__SUPPLIED INFORMATION__:
┄┄┄┄┄┄
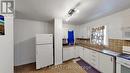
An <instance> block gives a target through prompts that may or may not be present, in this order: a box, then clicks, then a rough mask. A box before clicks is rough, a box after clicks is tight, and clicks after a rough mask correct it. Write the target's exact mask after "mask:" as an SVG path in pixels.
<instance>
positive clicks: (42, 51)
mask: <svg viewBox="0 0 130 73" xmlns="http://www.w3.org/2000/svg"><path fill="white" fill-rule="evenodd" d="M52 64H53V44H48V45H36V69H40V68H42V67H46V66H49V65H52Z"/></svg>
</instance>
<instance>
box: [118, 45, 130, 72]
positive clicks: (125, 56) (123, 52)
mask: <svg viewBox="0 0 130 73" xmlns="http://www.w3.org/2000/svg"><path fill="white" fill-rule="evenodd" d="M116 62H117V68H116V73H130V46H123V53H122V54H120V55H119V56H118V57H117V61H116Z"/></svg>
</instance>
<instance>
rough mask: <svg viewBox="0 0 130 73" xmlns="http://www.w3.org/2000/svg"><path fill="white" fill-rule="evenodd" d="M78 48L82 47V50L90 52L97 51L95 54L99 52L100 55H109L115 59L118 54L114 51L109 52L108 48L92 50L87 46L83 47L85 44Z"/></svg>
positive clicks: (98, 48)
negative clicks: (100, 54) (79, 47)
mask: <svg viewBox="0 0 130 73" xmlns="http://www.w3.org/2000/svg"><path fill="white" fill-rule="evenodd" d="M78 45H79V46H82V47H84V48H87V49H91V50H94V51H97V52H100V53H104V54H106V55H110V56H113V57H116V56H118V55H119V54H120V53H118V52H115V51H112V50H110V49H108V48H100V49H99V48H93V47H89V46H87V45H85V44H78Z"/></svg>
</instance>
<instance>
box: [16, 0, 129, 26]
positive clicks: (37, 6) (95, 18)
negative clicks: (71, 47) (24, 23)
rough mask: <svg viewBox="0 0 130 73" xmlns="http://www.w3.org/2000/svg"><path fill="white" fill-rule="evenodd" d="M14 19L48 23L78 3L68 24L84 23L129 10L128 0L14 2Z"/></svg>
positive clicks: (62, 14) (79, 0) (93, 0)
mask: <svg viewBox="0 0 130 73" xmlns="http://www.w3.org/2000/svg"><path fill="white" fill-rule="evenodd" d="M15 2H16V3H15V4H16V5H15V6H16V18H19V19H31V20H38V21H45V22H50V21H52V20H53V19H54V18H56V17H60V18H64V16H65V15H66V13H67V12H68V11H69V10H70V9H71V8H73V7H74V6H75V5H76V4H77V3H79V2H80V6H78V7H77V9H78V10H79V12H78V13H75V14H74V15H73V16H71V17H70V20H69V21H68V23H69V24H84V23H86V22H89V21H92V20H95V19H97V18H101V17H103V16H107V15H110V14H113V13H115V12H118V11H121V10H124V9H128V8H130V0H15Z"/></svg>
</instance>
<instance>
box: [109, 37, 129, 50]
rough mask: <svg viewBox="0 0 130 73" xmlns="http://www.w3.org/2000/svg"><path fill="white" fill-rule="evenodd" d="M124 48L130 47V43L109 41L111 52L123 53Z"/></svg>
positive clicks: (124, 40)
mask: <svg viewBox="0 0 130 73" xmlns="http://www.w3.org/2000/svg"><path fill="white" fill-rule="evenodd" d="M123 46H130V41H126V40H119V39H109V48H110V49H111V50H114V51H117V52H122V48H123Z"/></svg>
┄┄┄┄┄┄
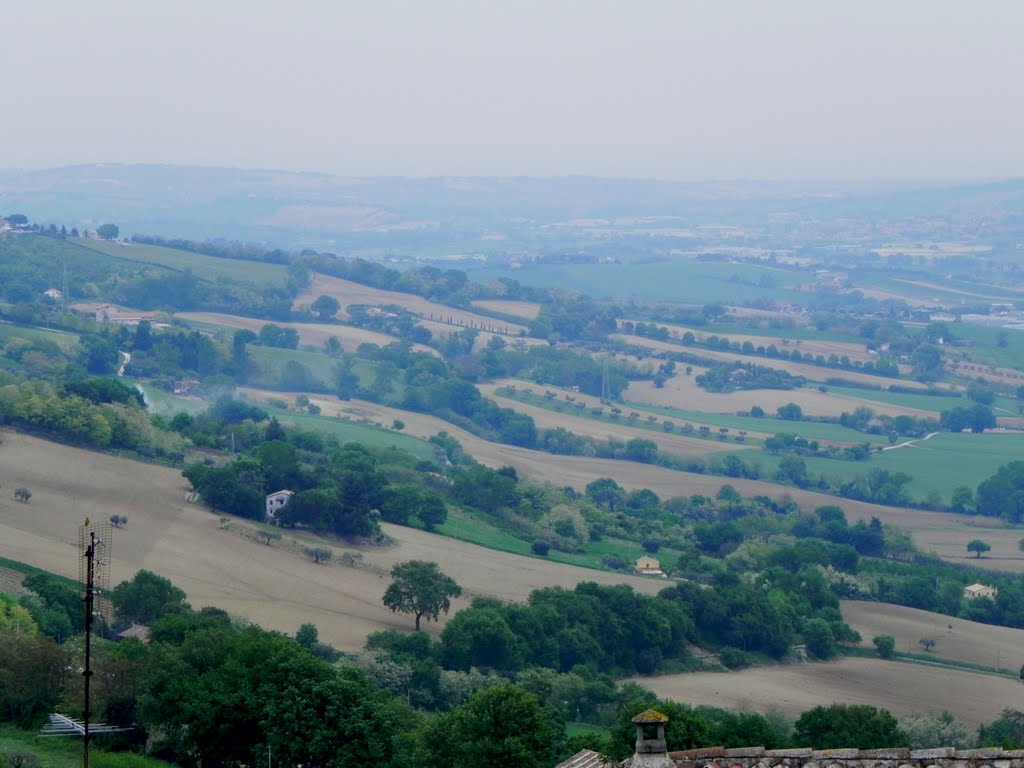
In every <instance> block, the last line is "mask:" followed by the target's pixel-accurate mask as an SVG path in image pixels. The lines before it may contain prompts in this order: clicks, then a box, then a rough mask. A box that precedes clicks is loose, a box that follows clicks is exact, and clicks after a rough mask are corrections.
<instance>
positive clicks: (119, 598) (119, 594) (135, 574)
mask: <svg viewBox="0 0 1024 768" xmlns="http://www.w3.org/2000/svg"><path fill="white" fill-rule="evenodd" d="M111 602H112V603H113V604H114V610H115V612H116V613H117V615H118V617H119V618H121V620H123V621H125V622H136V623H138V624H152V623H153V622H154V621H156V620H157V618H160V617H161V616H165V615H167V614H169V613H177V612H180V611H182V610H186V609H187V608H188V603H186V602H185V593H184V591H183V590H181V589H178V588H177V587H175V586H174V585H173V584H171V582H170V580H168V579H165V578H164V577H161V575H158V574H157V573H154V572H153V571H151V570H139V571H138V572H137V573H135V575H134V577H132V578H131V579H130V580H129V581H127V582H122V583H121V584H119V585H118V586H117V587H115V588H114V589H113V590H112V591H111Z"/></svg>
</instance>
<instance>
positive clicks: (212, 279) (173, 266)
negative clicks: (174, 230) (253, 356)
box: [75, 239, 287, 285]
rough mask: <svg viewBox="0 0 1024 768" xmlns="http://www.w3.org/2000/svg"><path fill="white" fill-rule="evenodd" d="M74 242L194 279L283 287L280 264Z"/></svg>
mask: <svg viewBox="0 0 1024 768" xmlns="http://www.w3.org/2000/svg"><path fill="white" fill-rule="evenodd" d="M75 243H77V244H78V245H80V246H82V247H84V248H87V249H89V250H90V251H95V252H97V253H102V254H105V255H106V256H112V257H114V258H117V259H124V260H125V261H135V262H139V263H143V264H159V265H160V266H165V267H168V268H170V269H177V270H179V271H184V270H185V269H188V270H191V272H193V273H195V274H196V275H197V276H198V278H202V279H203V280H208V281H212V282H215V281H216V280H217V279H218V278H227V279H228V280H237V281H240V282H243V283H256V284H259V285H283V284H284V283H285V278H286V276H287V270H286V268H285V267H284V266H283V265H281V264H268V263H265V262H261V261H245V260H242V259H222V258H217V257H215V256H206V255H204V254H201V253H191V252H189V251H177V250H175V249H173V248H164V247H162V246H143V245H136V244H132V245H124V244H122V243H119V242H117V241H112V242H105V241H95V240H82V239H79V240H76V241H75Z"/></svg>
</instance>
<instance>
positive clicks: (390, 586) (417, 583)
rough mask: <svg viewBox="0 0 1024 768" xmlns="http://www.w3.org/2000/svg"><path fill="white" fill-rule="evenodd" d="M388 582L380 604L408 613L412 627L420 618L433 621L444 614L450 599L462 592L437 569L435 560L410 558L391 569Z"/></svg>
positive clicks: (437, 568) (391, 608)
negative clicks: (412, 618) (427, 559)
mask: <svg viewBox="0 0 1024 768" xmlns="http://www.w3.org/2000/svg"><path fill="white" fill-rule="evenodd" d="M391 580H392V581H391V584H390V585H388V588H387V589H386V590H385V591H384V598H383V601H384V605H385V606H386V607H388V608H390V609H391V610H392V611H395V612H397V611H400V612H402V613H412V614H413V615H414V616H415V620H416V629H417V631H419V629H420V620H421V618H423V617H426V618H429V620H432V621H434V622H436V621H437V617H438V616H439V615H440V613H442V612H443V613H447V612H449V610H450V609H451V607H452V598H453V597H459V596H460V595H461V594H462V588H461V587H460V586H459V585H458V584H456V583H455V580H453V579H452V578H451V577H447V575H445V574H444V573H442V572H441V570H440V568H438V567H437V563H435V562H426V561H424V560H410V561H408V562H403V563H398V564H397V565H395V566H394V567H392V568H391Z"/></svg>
┄┄┄┄┄┄
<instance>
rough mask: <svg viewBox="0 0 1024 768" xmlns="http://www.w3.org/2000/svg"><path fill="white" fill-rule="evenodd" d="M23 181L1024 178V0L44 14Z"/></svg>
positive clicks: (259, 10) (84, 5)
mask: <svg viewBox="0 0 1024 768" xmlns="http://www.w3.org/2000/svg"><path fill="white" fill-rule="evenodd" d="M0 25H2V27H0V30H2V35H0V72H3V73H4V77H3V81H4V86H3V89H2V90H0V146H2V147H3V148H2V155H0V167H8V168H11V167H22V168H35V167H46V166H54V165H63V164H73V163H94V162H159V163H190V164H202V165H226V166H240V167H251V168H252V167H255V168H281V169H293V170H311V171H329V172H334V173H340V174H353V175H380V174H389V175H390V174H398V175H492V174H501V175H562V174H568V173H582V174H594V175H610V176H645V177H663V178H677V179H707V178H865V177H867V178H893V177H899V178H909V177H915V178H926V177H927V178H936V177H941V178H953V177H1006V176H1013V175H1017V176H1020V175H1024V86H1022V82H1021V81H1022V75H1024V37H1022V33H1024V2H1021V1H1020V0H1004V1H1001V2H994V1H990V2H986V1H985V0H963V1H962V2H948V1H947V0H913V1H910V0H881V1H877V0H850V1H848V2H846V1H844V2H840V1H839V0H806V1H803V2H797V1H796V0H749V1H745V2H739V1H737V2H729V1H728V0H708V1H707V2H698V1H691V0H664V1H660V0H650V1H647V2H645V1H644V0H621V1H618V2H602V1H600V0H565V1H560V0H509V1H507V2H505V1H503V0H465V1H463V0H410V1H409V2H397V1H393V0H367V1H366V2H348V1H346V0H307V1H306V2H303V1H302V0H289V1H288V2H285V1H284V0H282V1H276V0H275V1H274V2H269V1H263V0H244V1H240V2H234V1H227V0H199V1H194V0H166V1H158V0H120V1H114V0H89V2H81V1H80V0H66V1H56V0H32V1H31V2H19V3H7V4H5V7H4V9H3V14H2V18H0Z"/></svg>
┄┄┄┄┄┄
__ABOUT THIS EXERCISE__: Exact duplication is required for the lines above, from the line that contains "An <instance> block" to the line that contains "box: [118, 45, 130, 72]", inclusive; omit all others.

__SOLVED EXERCISE__:
An <instance> block gives a target through prompts that may or may not be present, in this order: a box, then clicks, then a rough mask. A box before clicks is rough, a box after clicks is tight, and clicks after a rough mask correct it. Write the target's exact mask after "mask:" as an SVG path in pixels.
<instance>
positive clicks: (42, 51)
mask: <svg viewBox="0 0 130 73" xmlns="http://www.w3.org/2000/svg"><path fill="white" fill-rule="evenodd" d="M52 64H53V44H48V45H36V69H40V68H42V67H46V66H49V65H52Z"/></svg>
</instance>
<instance>
box: [118, 45, 130, 72]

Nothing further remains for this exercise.